## What is needed
Which lines in the records below contain the word "black"? Extract every one of them in full.

## Dataset records
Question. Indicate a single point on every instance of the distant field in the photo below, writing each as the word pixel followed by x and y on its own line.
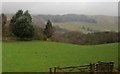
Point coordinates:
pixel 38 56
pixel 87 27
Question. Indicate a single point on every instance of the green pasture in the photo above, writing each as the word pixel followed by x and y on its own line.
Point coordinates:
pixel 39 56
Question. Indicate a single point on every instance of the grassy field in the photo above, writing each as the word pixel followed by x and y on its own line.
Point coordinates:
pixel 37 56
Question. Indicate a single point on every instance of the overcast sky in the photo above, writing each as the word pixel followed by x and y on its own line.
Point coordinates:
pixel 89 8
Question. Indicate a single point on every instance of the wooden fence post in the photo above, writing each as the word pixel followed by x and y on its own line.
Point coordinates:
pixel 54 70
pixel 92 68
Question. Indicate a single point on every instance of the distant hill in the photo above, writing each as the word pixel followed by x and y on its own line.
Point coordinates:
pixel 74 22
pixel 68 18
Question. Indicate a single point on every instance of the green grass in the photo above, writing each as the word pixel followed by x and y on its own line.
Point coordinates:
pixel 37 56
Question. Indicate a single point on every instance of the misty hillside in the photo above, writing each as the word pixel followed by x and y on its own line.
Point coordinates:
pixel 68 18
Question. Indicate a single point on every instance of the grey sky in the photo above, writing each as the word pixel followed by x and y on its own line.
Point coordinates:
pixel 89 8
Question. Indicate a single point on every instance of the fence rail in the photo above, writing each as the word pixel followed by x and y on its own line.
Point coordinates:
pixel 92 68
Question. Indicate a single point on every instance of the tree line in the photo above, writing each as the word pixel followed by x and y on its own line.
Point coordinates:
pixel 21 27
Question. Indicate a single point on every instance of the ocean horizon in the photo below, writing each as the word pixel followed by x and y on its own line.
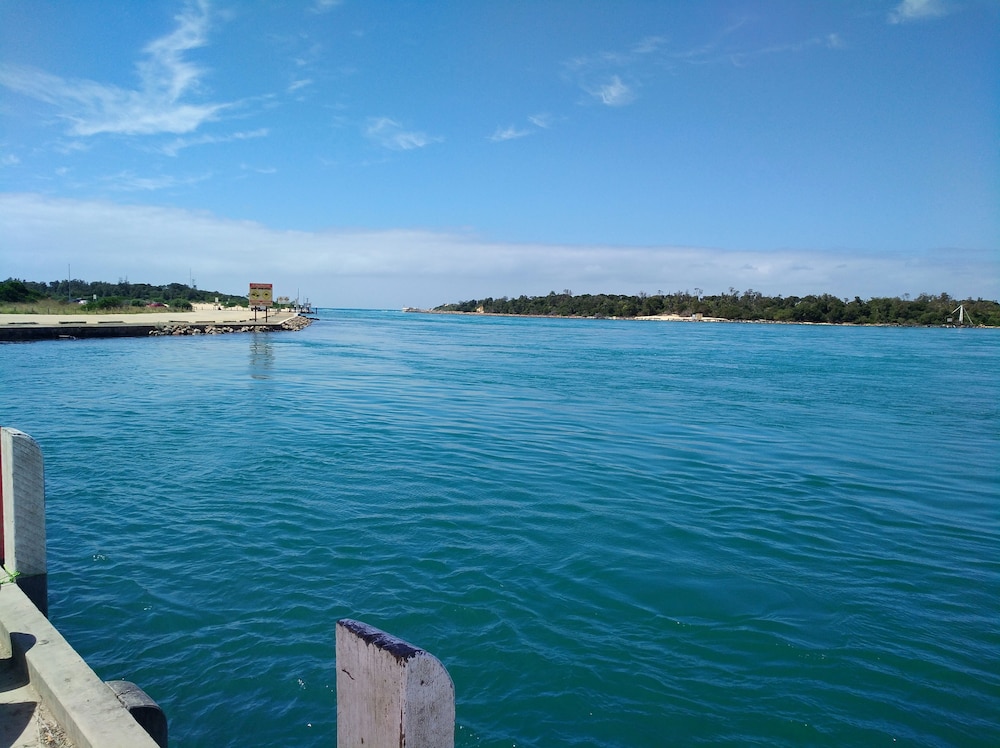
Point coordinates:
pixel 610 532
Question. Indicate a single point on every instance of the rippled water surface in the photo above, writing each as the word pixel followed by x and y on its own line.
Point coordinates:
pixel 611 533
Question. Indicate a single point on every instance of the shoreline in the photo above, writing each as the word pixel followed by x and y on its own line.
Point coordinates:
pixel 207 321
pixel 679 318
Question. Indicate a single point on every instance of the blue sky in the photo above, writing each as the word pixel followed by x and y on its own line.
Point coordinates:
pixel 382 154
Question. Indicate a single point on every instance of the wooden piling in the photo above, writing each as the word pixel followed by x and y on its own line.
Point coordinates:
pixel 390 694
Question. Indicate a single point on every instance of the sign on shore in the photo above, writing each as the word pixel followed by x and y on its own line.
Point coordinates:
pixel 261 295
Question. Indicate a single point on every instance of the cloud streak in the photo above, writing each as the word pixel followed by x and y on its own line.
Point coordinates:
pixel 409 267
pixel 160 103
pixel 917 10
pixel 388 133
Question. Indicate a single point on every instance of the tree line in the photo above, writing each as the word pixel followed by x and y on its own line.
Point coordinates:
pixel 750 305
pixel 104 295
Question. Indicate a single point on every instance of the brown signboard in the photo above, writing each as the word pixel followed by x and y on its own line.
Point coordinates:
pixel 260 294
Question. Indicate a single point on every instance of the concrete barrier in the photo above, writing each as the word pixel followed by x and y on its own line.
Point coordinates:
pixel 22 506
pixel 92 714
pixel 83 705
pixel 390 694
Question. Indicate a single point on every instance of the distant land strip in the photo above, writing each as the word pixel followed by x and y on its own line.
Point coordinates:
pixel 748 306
* * *
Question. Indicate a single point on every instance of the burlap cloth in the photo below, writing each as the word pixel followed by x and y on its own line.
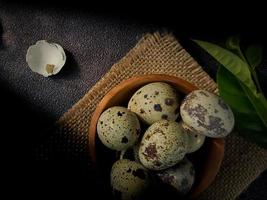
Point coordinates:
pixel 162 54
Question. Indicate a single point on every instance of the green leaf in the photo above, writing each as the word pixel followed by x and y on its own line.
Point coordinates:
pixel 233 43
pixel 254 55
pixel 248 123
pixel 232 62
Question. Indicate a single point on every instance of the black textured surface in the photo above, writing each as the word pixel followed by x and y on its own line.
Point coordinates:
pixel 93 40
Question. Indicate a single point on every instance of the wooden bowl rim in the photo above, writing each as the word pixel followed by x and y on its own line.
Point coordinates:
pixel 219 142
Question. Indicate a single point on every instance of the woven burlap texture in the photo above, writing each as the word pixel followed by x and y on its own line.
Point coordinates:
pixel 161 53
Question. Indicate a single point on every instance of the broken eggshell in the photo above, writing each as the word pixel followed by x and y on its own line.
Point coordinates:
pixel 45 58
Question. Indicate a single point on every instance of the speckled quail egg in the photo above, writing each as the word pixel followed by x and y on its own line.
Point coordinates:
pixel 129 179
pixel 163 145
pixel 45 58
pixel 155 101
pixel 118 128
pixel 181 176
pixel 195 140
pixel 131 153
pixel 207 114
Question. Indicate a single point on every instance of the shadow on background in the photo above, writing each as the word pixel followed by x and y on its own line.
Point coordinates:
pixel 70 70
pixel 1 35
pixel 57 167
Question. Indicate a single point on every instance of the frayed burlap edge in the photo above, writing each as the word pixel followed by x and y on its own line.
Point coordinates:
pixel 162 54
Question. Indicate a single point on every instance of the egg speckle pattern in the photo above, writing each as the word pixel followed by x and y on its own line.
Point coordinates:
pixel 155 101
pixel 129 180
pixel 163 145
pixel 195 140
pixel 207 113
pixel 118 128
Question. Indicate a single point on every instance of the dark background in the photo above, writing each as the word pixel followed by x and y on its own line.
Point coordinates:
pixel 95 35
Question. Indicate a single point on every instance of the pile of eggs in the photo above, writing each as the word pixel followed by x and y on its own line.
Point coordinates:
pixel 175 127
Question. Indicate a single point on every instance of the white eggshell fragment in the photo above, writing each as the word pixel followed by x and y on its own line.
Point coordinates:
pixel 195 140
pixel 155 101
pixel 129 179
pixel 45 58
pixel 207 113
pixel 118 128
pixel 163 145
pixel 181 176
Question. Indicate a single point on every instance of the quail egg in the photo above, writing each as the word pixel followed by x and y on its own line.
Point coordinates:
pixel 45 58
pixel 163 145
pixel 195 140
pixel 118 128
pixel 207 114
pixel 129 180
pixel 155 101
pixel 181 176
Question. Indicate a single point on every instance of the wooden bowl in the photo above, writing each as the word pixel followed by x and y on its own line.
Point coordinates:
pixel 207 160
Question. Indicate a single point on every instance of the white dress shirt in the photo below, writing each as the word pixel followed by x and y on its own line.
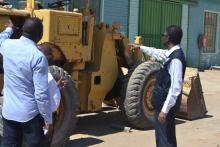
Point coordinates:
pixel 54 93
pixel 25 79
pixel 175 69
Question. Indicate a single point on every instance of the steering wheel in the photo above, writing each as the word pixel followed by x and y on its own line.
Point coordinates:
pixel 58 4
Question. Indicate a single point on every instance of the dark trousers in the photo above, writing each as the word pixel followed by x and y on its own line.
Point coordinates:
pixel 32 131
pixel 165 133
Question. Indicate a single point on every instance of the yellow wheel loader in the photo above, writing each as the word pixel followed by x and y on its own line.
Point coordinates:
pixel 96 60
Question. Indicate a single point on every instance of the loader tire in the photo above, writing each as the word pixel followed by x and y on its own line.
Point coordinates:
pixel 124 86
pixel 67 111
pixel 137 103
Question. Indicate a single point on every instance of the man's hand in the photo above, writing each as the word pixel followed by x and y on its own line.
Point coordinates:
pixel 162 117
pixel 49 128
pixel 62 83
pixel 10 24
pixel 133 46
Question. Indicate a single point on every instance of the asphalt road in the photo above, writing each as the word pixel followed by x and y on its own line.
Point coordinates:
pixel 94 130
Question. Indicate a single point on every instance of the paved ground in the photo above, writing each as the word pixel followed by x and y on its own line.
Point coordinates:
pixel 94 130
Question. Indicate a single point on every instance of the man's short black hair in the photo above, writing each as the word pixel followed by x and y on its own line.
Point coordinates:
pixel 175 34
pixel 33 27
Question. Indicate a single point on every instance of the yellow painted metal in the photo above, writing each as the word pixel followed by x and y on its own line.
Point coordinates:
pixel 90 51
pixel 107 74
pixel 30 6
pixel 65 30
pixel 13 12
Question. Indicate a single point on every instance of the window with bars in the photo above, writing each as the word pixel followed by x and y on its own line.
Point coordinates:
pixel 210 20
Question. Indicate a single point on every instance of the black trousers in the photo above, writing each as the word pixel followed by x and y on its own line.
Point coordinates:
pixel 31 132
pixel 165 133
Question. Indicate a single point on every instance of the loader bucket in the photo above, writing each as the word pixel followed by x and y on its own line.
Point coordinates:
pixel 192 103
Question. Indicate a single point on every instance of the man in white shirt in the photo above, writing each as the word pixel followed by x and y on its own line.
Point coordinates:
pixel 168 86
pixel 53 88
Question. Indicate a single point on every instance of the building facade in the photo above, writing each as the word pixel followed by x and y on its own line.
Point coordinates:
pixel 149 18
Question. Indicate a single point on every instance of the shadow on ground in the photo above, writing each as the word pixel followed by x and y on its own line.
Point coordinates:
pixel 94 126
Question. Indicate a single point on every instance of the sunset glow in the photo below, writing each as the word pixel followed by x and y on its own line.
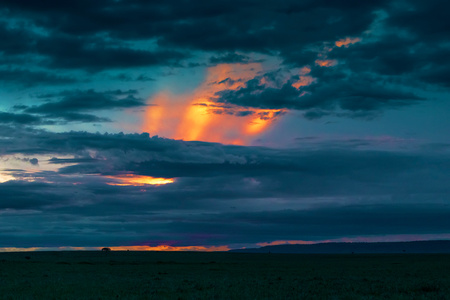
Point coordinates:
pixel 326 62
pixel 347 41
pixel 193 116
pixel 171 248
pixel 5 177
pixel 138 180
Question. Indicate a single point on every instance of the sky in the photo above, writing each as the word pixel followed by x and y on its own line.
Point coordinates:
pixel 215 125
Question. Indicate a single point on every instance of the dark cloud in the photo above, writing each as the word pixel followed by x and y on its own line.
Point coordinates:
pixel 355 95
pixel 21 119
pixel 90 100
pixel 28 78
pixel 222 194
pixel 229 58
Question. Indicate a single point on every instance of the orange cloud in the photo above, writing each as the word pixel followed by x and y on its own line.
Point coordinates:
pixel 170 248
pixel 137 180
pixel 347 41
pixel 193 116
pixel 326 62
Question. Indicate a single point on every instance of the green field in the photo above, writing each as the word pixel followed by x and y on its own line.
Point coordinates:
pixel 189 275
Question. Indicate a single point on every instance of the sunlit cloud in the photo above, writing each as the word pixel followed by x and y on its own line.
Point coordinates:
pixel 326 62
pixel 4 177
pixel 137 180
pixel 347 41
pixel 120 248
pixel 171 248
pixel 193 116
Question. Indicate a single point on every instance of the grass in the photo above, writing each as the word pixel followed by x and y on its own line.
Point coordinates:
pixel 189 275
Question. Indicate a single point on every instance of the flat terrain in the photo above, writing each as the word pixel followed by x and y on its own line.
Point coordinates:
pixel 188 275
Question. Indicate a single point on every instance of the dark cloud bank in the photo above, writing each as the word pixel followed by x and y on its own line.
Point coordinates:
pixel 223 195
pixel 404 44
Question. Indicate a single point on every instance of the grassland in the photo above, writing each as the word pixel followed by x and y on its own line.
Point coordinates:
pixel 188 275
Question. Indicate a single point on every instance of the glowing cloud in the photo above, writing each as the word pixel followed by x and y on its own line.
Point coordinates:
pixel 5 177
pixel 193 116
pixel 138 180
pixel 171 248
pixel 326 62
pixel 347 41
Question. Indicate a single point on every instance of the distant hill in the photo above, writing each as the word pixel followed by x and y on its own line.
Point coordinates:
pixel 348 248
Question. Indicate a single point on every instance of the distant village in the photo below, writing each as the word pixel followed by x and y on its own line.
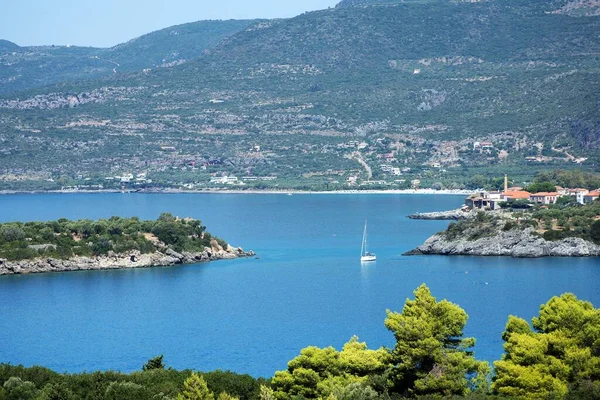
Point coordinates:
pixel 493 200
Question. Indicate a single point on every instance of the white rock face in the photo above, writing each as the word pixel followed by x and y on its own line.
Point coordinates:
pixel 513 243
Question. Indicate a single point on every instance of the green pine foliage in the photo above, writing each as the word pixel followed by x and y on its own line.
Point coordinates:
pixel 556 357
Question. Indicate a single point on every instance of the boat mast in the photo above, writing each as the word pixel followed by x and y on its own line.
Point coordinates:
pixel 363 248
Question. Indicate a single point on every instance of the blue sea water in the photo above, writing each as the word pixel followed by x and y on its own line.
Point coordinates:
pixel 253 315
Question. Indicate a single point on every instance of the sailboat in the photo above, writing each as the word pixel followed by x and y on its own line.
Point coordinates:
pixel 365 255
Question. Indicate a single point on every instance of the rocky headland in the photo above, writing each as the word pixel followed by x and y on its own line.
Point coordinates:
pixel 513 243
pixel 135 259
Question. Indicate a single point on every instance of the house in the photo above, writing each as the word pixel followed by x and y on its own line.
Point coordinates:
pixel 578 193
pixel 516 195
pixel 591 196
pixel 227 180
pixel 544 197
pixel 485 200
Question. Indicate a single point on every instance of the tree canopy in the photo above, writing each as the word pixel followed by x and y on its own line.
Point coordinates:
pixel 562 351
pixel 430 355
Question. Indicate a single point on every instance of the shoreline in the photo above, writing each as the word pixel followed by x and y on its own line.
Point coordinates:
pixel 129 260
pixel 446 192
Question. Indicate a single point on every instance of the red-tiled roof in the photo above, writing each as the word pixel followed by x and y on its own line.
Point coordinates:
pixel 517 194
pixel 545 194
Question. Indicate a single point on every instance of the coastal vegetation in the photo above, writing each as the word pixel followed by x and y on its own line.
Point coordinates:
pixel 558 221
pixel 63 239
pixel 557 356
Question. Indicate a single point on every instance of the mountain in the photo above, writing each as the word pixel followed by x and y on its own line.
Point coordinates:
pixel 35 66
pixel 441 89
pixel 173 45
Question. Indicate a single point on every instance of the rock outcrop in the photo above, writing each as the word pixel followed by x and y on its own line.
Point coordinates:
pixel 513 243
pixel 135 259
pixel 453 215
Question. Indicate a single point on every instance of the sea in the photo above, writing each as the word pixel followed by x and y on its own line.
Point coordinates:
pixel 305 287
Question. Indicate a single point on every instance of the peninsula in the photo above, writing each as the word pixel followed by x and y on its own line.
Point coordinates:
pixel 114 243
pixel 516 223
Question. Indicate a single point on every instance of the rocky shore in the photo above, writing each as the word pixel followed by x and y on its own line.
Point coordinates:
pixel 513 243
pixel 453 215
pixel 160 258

## Output
Question. Indicate a single point on every instance of the black textured surface in the photo above, writing each as the word pixel followed by x and y on its own line.
Question. Indicate a single point on every instance of the man's short black hair in the photo above, writing each as the word pixel followed by x and y on its own line.
Question. Indicate a single point on every instance of the black trousers in the photo above, writing each as the word pixel followed by x and y on its own line.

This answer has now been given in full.